LISTE DES TÂCHES ::
**1.** Relevez, dans le texte sur les gaz de schiste, tous les adjectifs qui qualifient cet enjeu dans la phrase commençant par « Il faut savoir que cet enjeu ».
**2.** Donnez la suite du texte sur les gaz de schiste, en reprenant juste après sa dernière phrase.
### EXTRAIT DU TEXTE
Gaz de schiste: le peuple bulgare a le droit et le devoir de s’opposer aux permis accordés à Chevron

Tribune publiée dans un quotidien national bulgare avant la visite en Bulgarie.

L’emballement autour des gaz de schiste au Etats-Unis aura mis plus de 10 ans à atteindre notre vieux, mais raisonnable, continent. La France a été le premier pays d’Europe à connaître une mobilisation massive de la population et des politiques, qui a réussi par la voie législative à s’opposer à la fracturation hydraulique…avant même la phase d’exploration. En Bulgarie, Chevron a obtenu des permis d’exploration dans la région de Dobrudzha, une des plus fertiles de Bulgarie. C’est pourquoi je me rendrai en Bulgarie à l’invitation d’Ivaïlo Kalfin le 14 Octobre 2011, afin d’expliquer les raisons du refus français.

Il faut savoir que cet enjeu n’est pas seulement énergétique mais aussi démocratique, sanitaire et environnemental. Pour mieux appréhender cette question, il convient d’abord de comprendre ce que sont les gaz de schiste et quelle est la méthode employée pour les extraire. Ensuite, avant de décider l’exploitation de ces ressources, chaque pays doit organiser un débat public national autour de l’avenir énergétique. L’indépendance énergétique ne doit pas se faire à n’importe quel prix et doit intégrer les enjeux à court et à long terme et le consentement de la population, c’est ça la démocratie. Et les gaz de schiste ne répondent pas à cette logique.
######
### DONNÉES FOURNIES
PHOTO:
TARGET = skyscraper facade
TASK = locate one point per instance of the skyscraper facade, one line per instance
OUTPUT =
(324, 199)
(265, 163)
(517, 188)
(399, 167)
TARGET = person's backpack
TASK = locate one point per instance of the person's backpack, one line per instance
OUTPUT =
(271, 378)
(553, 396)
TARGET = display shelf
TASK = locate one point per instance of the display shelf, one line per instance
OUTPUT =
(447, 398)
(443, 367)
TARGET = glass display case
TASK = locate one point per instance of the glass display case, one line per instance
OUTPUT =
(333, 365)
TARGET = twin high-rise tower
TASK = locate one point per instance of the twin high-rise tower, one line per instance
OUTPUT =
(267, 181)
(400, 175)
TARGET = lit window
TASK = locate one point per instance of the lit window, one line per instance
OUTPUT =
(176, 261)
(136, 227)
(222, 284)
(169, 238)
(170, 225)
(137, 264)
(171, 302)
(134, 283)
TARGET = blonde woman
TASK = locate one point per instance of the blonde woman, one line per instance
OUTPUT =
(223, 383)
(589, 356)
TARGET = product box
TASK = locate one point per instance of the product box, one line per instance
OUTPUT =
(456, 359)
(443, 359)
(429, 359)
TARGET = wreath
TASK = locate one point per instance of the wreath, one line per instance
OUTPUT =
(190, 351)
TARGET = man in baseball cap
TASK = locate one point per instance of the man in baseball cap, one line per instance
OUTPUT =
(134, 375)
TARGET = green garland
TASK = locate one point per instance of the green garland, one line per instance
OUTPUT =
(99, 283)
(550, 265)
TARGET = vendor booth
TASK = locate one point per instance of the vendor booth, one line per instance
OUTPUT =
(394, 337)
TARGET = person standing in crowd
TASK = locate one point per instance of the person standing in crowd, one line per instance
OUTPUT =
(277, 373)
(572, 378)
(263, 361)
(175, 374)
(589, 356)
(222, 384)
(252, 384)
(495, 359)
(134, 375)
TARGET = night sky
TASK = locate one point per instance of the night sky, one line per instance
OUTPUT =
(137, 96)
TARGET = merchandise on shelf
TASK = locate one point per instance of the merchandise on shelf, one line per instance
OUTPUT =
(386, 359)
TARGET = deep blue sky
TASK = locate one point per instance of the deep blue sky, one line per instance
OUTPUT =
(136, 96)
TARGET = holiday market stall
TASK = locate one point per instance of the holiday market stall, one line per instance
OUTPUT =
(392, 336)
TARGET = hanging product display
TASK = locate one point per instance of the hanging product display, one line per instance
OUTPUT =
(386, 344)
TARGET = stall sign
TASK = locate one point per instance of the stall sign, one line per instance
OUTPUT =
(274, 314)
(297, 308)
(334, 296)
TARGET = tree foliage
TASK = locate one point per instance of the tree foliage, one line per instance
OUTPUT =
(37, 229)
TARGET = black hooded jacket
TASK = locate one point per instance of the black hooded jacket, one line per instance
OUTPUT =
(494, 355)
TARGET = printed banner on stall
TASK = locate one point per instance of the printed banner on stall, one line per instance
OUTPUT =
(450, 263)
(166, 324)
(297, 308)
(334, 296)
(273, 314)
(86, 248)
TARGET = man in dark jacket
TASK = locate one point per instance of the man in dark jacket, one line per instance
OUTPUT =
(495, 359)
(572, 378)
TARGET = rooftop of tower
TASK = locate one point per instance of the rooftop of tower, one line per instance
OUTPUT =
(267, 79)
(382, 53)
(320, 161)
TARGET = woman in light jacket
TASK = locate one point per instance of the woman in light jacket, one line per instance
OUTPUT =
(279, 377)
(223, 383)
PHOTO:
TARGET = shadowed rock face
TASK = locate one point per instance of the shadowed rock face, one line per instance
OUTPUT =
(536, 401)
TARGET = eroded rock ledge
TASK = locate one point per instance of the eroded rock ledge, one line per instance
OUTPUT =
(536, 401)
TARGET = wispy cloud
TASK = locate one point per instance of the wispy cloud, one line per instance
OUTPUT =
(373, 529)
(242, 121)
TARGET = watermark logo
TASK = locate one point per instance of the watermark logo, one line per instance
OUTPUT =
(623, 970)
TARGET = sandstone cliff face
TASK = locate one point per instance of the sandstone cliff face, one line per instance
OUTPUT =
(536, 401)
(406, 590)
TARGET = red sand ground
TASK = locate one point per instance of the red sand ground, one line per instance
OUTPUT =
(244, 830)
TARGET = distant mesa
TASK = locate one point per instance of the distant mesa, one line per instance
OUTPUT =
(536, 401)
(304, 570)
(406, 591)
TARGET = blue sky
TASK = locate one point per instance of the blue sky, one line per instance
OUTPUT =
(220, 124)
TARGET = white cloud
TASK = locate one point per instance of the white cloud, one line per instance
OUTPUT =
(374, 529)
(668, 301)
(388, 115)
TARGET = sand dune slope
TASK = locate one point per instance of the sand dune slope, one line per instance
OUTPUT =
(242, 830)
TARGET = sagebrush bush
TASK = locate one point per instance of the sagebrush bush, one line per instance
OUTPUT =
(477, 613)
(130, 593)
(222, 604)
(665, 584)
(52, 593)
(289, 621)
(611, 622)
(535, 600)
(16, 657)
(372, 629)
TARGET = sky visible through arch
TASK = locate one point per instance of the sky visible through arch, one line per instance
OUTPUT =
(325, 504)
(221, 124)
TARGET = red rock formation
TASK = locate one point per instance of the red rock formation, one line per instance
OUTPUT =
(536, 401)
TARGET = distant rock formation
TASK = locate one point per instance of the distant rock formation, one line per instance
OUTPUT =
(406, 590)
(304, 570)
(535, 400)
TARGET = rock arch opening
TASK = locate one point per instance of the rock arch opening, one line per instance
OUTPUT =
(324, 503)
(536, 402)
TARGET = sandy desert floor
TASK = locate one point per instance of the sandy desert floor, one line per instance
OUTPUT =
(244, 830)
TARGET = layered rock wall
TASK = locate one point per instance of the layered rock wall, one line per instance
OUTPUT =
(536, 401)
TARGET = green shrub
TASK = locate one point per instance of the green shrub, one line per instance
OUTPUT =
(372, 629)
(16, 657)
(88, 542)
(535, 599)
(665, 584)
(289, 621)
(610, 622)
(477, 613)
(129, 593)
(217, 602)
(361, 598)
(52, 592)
######
RÉSULTATS OBTENUS ::
**1.** énergétique, démocratique, sanitaire, environnemental

**2.**
Les gaz de schiste sont des gaz non conventionnels, dénommés ainsi car les techniques d’exploration et d’exploitation diffèrent des techniques habituelles pour récupérer le gaz dit conventionnel. Alors que normalement un simple forage vertical suffit à pomper le gaz situé dans une nappe perméable, les gaz de schiste doivent être extraits d’une poche imperméable. Il s’agit alors de forer à environ 2000 à 3000 mètres de profondeur puis effectuer un forage horizontal accompagné d’une fracturation hydraulique de la roche permettant la libération du gaz enfermé dans des bulles isolées. Et c’est à cet instant que les premiers problèmes apparaissent.

Cette fracturation hydraulique – appelée ‘fracking’ en anglais – passe par l’injection de plusieurs milliers de mètres cubes d’eau (entre 10 000 et 20 000 m3) à très haute pression. Il faut par ailleurs effectuer une dizaine de fracturations par puits afin que l’extraction soit rentable, un important gaspillage d’eau qui affecterait les populations et agriculteurs de Dobrudzha. Je tiens d’ailleurs à rappeler que la fracturation hydraulique est aussi utilisée dans la phase d’exploration.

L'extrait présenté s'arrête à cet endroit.